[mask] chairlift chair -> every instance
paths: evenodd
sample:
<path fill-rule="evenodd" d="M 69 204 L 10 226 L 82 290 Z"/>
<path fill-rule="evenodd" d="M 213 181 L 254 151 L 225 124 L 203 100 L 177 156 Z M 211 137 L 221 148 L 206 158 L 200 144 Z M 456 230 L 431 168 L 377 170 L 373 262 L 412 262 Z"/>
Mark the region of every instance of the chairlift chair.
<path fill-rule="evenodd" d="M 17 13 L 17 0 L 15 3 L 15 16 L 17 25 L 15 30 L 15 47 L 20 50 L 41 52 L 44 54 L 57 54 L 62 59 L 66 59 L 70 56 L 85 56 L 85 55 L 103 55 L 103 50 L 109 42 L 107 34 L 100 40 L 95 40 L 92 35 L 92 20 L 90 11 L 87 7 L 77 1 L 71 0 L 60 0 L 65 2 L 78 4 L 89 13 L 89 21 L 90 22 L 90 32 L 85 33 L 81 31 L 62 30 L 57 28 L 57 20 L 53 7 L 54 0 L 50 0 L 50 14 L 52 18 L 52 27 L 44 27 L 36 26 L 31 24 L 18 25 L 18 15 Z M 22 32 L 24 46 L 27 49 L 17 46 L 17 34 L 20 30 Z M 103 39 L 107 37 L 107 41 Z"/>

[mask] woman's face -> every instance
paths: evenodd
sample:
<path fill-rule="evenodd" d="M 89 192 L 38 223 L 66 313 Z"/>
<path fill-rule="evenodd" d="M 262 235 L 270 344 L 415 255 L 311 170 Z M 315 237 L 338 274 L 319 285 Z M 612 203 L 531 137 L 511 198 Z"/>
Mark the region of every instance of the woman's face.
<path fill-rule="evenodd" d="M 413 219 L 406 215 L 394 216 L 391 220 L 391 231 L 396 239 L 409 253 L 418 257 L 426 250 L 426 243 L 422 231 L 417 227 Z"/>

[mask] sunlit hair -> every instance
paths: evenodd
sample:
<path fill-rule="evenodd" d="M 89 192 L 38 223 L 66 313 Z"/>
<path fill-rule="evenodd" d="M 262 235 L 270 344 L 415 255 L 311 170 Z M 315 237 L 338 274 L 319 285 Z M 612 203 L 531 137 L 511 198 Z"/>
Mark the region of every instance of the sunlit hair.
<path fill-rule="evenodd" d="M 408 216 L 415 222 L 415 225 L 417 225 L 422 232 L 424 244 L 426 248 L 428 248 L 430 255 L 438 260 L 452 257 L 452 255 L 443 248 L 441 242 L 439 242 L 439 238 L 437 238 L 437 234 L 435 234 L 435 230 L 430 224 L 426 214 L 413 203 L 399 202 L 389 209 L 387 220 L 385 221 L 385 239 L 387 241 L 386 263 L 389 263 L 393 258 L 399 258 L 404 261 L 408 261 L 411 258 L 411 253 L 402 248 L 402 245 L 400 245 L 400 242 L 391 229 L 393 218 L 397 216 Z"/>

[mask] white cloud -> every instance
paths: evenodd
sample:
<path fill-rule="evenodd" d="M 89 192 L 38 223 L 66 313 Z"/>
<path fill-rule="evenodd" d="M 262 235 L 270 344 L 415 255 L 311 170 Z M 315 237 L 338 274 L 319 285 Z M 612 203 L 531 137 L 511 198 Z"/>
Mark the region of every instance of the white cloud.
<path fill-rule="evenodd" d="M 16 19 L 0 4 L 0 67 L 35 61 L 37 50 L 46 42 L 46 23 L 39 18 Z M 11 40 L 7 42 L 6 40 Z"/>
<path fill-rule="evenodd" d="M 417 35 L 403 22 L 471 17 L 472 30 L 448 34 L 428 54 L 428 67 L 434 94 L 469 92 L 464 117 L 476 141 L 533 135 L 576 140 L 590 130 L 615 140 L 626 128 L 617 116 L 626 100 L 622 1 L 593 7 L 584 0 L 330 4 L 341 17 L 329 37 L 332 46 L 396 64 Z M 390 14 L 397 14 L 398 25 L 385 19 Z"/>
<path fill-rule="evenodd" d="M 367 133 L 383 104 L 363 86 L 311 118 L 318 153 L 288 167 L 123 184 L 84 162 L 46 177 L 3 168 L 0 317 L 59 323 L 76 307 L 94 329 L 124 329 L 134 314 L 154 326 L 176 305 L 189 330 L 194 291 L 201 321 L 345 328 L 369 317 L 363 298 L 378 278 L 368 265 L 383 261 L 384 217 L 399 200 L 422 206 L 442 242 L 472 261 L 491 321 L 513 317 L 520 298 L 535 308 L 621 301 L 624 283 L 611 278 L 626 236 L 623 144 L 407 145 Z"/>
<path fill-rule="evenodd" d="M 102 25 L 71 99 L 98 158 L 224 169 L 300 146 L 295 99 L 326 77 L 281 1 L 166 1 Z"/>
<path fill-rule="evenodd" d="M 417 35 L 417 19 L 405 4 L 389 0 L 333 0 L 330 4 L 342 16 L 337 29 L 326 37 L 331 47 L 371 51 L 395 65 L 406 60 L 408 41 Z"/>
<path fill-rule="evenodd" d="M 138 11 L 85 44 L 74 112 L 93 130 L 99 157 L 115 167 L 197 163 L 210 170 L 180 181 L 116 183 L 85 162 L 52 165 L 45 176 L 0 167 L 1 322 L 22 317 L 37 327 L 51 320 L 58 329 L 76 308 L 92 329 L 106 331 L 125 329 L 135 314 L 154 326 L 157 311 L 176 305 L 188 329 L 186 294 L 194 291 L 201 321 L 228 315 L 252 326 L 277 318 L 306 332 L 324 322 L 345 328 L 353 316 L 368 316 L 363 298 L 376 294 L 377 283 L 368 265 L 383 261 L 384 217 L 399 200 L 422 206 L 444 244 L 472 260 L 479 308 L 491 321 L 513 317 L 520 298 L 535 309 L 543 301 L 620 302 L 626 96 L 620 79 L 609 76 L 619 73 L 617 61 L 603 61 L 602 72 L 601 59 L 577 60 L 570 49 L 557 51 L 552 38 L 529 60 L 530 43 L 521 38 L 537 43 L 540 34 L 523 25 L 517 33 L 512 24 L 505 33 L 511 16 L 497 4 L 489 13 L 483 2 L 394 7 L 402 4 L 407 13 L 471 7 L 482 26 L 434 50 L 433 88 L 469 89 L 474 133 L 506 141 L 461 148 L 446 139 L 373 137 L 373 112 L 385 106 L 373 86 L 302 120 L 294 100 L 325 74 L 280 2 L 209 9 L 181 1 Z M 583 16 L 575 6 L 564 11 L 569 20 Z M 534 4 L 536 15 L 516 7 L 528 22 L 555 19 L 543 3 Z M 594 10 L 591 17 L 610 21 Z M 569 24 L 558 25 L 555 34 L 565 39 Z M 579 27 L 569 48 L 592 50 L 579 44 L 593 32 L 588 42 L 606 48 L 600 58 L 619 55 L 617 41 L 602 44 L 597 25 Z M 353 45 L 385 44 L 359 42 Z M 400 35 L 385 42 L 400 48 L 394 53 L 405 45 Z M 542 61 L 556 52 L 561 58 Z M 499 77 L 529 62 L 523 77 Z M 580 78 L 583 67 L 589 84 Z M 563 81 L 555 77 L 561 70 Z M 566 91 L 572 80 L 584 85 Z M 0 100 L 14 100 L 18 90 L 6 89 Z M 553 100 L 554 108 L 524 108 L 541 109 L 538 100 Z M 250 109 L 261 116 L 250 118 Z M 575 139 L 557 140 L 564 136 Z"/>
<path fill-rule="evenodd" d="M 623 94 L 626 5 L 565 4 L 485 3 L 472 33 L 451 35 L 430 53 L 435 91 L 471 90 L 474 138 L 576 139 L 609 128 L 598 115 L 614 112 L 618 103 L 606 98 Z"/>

_ _ _ _ _ _ _

Task requirements:
Pick out each line of the records above that contains the string "chair", and reproduce those lines in full.

Result:
[mask] chairlift chair -> every instance
Mark the region of every instance of the chairlift chair.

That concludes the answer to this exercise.